PAGE EXTRACT.
*** Begin section ***

PAGE 4
Some people cope in couch-potato fashion: When having fun seems too much trouble, it's easy to camp out every night in front of the television, raiding the refrigerator during commercials. Low-grade depression and poor eating habits frequently go hand in hand. Scientists aren't sure of the exact biological mechanism, but there is evidence that eating carbohydrates temporarily boosts a person's mood by altering the brain's level and use of serotonin. People with low-grade depression quite often binge on high-carbohydrate foods—pasta, crackers, popcorn—in what some doctors see as an unconscious effort to self-medicate. Ferber frequently sees patients with low-grade depression who are significantly overweight—a fact that, for women living in a culture obsessed with thinness, quickly becomes a vicious cycle: Depression leads to overeating, to a dispiriting look in the mirror and, from there, to deeper depression.

For others, keeping the demons at bay involves sex or drugs. "I was okay until I was about 14, and then I started experimenting with drugs and drinking," Aguirre says. She and her best friend were kicked out of school. "I was high most of the time," she says—which she now realizes was an effort to mask her feelings. Sex was another emotional narcotic. "I was very promiscuous, starving for the wrong kind of attention. I'm lucky I don't have HIV," she says.

Feeling Good Again
Unfortunately, many women get worse before they get better. Danquah had an episode of major depression when she was 22. "I couldn't bathe. I couldn't wash dishes. I barely ate," she says. "I knew something had gone wrong but didn't know why. It's like you're walking down the street, and something falls on you, and you think, If I ignore that, maybe it won't happen again." But when her daughter was born two years later and postpartum depression set in, she could ignore it no longer. "That's what motivated me to really investigate what was going on," she says. "I had made a choice to have a child. It was something I wanted to be present for."

*** End section ***

[Saved entries]

*** Begin section ***

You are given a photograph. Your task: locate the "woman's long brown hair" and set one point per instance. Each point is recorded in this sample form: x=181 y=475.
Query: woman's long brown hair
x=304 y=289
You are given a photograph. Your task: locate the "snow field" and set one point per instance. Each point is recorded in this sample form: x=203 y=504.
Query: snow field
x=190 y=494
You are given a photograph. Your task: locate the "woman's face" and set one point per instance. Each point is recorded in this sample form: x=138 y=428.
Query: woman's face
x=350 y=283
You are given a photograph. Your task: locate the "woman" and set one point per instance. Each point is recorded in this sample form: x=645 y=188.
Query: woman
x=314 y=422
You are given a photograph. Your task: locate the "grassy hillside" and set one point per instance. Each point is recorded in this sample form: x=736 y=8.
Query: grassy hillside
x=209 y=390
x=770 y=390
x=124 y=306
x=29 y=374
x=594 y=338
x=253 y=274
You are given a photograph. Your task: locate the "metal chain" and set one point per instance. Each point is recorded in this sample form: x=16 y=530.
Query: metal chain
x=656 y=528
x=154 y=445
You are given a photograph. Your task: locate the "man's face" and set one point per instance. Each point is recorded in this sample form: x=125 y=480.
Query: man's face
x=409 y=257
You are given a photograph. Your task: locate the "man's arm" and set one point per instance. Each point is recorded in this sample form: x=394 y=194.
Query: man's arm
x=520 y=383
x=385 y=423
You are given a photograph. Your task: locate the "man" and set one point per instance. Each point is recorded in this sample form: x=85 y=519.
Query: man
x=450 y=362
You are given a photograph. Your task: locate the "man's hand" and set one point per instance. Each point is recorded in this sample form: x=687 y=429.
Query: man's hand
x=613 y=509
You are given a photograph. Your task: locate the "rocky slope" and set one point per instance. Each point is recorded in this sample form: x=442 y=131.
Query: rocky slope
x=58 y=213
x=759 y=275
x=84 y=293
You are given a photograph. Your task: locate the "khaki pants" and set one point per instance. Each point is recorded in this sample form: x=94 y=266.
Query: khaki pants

*** End section ***

HOW TO COMPLETE THIS TASK. Please continue the article on low-grade depression, picking up after its final sentence.

RESPONSE BOX.
Looking for a good therapist requires perseverance. Both Danquah and Hawkins faced obstacles in the rarified world of psychiatry because they were women of color. Hawkins saw three psychiatrists, all of them white men, without getting much help because she simply didn't feel comfortable speaking openly. And since she was poor at the time, she didn't have much choice about who her doctor was.

Danquah recalls going to an emergency room because she was unable to get a quick appointment with a private psychiatrist. The doctor who examined her was from the Middle East. "He said, 'What do you do?' and I said, 'I'm a writer,' and he said, 'What kinds of things do you write?' And I said, 'I write for The Washington Post and the Los Angeles Times.' He said, 'How long do you believe The Washington Post has been giving you writing assignments?'" She had to put him on the phone with her literary agent to prove she was not delusional.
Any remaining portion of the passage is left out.